## TEXTO PARA LEITURA
▼

Ceciliano sofreu censura pública da sigla ao votar favorável à privatização da Cedae e foi suspenso por seis meses por ter pautado o projeto de lei da gestão Luiz Fernando Pezão (2015-2018) que aumentou a alíquota de contribuição previdenciária dos servidores de 11% para 14%.

"Tinha três, quatro meses de atraso dos servidores. Não tinha dinheiro. Imagina se a polícia para de sair dos batalhões? Eu ajudei naquelas votações difíceis e votei", afirma.

Em todos os casos alguns setores do PT pediram sua expulsão. Pesou em seu favor junto à direção da sigla sua fidelidade nos momentos de crise. Na mesma nota em que teve anunciou a suspensão do deputado, a Executiva estadual elogiou o compromisso de Ceciliano com o partido "nos piores momentos".

"Enquanto muitos fugiram com medo de defender o partido junto ao eleitorado e saíram por oportunismo eleitoral, André ficou e defendeu o PT", afirmou a Executiva estadual na ocasião.

A partir de 2018, o alvo deixou de ser o PT para se tornar o próprio Ceciliano. Assessores do gabinete do deputado lideravam em valor as movimentações consideradas atípicas pelo Coaf, cujo relatório gerou o escândalo das "rachadinhas".

Enquanto a movimentação suspeita do gabinete do senador Flávio Bolsonaro (PL) somava R$ 1,2 milhão, a de assessores de Ceciliano atingia R$ 49 milhões. A desproporção passou a ser argumento dos bolsonarista.

Dois anos depois, o Ministério Público do Rio considerou que não havia indícios contra Ceciliano. Flávio foi denunciado, mas as provas anuladas.

O presidente da Alerj também foi um dos alvos de buscas na Operação Tris In Idem, que levou ao afastamento de Wilson Witzel do governo. Ele é investigado sob suspeita de direcionamento de verbas da saúde em troca de apoio político, a partir de delação do ex-secretário de Saúde Edmar Santos.

▲

## PEDIDO 1
Segundo o texto sobre André Ceciliano, que valor atingia a movimentação considerada atípica de seus assessores?
## PEDIDO 2
Dê continuidade ao texto sobre André Ceciliano, começando logo depois da última frase.
O material abaixo vem de outra fonte.

## REGISTROS EXTRAÍDOS
▼

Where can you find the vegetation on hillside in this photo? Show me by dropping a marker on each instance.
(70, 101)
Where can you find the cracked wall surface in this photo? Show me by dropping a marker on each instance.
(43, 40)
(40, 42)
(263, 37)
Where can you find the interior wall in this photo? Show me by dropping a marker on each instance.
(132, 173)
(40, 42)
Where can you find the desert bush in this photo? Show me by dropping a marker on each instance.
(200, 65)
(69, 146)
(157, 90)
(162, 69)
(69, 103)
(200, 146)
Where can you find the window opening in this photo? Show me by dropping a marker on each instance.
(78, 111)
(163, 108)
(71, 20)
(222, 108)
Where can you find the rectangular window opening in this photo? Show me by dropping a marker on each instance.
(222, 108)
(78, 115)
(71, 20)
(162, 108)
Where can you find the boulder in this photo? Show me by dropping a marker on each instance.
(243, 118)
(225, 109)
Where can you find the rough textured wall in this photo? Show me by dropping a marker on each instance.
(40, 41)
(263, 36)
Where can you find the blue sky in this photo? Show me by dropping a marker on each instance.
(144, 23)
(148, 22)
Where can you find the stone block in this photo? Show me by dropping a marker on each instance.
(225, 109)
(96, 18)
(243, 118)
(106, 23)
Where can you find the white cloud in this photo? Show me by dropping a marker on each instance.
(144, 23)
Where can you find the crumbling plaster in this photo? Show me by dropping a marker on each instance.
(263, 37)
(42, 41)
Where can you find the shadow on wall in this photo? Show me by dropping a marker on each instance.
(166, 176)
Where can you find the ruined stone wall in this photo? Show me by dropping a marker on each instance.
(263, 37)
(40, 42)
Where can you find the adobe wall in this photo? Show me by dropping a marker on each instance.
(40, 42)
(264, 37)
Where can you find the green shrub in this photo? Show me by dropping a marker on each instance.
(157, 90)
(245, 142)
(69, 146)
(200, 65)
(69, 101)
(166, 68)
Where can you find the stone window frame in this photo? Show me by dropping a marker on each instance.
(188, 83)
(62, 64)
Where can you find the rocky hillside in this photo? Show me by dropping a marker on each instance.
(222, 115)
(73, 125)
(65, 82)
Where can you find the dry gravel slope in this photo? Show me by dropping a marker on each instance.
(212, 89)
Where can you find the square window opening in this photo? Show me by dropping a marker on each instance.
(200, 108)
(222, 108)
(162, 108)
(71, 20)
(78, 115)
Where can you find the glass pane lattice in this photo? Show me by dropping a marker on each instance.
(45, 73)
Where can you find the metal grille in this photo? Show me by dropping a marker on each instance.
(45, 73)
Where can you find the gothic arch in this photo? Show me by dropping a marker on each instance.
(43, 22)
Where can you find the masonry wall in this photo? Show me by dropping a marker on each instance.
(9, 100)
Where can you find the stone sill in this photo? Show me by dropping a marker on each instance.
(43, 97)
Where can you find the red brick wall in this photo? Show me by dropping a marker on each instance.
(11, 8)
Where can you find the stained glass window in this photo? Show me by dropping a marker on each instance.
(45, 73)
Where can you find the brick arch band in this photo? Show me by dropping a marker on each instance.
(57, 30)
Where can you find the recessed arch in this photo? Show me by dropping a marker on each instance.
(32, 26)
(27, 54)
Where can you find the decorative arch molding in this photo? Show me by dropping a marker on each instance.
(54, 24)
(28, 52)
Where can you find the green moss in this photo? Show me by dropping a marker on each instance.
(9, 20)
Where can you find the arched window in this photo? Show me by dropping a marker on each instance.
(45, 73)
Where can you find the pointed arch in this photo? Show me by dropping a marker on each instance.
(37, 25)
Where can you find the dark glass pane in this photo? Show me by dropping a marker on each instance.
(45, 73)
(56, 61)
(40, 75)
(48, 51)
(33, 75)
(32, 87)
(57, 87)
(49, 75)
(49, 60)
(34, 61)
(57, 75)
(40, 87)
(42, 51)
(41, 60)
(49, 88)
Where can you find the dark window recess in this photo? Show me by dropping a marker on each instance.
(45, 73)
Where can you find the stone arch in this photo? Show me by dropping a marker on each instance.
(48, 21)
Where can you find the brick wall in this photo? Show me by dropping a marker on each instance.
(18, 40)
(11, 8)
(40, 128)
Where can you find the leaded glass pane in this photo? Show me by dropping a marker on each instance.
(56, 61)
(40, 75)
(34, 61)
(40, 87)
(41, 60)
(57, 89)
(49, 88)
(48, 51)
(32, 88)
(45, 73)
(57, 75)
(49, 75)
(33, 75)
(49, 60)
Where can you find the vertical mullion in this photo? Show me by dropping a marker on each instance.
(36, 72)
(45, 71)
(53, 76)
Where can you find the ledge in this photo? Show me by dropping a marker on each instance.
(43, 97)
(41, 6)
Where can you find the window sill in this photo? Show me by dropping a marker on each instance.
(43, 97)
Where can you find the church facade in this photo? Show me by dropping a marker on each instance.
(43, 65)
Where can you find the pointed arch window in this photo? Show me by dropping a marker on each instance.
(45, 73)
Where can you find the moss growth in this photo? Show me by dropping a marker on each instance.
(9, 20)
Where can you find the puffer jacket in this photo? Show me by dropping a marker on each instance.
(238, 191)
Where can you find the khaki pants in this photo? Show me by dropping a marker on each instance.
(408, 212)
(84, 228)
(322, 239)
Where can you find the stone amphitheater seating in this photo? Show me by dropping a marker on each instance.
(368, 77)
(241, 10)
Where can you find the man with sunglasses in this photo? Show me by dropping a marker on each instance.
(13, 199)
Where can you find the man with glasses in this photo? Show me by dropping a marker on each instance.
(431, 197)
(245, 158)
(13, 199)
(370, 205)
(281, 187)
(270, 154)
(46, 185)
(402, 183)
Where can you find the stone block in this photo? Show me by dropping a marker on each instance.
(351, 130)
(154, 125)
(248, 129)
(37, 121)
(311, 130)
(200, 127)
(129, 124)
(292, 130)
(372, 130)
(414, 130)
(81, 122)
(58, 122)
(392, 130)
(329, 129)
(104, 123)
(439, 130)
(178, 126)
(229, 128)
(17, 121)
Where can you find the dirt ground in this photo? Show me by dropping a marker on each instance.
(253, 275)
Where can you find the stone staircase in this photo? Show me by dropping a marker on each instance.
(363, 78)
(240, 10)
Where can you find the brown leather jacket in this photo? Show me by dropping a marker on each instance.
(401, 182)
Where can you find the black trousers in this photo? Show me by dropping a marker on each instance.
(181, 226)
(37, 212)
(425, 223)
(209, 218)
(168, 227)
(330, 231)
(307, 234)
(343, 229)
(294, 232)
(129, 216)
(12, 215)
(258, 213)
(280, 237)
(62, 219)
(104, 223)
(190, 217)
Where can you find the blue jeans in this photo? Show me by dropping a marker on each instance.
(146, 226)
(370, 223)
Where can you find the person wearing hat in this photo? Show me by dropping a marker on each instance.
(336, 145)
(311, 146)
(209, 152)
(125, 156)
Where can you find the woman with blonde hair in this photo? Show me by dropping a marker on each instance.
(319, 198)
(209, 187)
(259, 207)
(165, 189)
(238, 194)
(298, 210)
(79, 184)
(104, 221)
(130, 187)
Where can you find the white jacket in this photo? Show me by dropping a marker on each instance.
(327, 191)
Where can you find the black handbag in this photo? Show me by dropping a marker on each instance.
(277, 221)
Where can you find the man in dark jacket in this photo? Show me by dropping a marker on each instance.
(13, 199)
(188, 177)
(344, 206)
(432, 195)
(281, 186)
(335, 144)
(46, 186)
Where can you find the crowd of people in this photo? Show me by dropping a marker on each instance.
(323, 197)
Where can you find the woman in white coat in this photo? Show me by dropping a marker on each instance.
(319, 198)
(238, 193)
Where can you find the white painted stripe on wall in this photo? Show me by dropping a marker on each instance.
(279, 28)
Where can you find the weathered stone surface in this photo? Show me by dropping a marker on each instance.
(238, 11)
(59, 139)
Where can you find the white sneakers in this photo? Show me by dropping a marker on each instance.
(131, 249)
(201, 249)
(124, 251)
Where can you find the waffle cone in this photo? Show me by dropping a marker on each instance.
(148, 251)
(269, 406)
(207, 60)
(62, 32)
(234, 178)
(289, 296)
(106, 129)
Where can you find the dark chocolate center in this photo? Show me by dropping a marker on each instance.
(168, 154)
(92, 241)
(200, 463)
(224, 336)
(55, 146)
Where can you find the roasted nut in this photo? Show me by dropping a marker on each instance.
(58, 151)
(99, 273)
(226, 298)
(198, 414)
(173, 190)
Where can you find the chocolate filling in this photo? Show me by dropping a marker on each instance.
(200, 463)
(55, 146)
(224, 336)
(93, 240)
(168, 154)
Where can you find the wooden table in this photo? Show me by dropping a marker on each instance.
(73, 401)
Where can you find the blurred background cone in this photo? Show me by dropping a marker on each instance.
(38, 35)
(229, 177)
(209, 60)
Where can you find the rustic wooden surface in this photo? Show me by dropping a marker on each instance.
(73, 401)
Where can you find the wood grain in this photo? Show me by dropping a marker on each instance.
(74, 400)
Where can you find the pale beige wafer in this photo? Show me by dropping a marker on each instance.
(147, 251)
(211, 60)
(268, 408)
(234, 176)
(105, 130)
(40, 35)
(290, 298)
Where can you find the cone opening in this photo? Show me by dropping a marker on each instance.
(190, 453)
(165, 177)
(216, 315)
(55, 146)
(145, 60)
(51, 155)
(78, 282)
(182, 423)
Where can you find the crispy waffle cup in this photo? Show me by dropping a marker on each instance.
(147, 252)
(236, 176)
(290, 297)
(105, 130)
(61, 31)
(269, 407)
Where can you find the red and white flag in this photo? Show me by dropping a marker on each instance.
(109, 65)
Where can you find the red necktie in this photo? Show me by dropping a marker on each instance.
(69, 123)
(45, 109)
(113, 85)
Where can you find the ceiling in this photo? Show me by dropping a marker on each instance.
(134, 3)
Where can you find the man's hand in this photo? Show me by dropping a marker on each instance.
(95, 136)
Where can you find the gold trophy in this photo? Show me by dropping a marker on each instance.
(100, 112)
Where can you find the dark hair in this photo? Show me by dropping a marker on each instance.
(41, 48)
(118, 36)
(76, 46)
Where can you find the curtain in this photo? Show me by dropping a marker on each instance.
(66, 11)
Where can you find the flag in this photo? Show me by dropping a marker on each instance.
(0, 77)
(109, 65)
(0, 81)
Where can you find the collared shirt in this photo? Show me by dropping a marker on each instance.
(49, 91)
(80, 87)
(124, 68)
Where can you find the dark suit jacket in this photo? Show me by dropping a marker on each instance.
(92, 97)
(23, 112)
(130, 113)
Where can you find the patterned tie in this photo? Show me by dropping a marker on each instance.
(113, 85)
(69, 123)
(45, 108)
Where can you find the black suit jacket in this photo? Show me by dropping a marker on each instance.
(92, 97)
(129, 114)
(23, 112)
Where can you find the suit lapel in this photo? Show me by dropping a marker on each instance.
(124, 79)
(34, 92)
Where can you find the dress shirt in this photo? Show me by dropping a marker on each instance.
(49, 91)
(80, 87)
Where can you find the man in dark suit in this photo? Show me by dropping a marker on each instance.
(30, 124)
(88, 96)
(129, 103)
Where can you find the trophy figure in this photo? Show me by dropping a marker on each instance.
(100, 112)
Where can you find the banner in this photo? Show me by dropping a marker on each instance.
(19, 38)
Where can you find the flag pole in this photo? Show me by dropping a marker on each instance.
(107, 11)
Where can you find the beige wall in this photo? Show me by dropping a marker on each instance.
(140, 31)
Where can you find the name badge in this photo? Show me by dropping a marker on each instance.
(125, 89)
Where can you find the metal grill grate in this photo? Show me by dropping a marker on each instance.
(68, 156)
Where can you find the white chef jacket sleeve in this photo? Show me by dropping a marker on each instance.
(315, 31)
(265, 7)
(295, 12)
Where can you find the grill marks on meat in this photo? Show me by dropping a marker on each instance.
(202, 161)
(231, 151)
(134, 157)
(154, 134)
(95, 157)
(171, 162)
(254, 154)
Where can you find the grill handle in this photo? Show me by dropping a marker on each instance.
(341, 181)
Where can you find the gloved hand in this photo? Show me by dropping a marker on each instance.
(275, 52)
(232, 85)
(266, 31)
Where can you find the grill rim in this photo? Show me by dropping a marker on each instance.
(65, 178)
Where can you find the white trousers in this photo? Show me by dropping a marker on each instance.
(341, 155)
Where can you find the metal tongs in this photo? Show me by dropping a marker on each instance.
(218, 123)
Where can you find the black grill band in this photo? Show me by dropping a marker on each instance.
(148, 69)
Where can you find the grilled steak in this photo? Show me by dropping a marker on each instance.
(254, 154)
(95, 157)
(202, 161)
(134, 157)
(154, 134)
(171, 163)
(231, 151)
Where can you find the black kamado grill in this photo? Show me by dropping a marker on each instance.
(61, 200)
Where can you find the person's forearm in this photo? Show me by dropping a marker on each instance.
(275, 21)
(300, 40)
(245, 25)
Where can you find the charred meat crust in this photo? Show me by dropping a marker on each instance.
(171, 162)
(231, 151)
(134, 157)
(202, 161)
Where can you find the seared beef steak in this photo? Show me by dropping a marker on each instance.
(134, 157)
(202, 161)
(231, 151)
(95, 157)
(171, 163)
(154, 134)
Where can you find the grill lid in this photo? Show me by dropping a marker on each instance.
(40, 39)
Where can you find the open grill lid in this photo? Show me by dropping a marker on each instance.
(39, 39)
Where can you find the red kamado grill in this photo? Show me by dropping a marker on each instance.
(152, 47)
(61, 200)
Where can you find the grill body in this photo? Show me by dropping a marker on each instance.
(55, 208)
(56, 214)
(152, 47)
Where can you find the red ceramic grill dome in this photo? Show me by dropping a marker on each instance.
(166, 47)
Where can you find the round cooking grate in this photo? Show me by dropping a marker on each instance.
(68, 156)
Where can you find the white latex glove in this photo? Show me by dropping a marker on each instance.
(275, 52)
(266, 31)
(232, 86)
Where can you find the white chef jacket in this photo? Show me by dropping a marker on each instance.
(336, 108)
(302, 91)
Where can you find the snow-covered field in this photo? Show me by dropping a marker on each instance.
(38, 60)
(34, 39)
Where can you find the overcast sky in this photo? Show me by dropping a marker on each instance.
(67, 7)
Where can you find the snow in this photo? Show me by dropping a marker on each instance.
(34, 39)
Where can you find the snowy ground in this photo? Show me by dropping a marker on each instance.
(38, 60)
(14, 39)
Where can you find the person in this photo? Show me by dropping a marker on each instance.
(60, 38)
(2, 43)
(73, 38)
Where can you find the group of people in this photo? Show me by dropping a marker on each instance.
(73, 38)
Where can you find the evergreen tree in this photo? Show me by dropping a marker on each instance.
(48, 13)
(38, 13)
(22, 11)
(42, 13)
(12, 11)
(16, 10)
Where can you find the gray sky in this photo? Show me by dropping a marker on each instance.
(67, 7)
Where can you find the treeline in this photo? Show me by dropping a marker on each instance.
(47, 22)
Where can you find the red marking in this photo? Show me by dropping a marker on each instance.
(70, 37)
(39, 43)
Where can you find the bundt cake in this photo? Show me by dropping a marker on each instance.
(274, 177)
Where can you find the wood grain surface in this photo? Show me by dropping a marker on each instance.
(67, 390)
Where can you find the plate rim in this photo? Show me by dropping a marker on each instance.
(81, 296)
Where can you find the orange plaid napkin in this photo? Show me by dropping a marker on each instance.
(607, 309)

▲

## RESULTADO FINAL 1
A movimentação dos assessores de Ceciliano atingia R$ 49 milhões.

## RESULTADO FINAL 2
"No âmbito da Justiça Federal, já foram apresentadas denúncias baseadas na referida delação e eu não fui acusado, por absoluta ausência de elementos minimamente probatórios. O ex-secretário tentou transformar em ato suspeito o que é, na verdade, uma virtude da nossa gestão à frente da Alerj", disse Ceciliano.

O presidente da Alerj e Lula se aproximaram em 2021, e o ex-presidente vem defendendo o nome do deputado para o Senado. Ele trava uma disputa nos bastidores com Alessandro Molon (PSB) sobre quem disputará a vaga na chapa que tem Marcelo Freixo (PSB) como candidato ao governo.

O petista vem se apoiando na pré-campanha numa articulação que envolve prefeitos do interior e deputados estaduais. Ele calcula ter atraído mais de 50 dos 92 chefes municipais do estado para o lançamento de sua pré-candidatura ao Senado, numa casa de shows na Baixada Fluminense.

Alguns de seus apoiadores defendem a reeleição de Jair Bolsonaro. Otoni de Paula, vice-líder de Bolsonaro na Câmara, esteve com o petista em templo da Assembleia de Deus.

"Apesar de estarmos em campos ideológicos opostos, tenho uma relação muito boa com o André", afirmou Otoni.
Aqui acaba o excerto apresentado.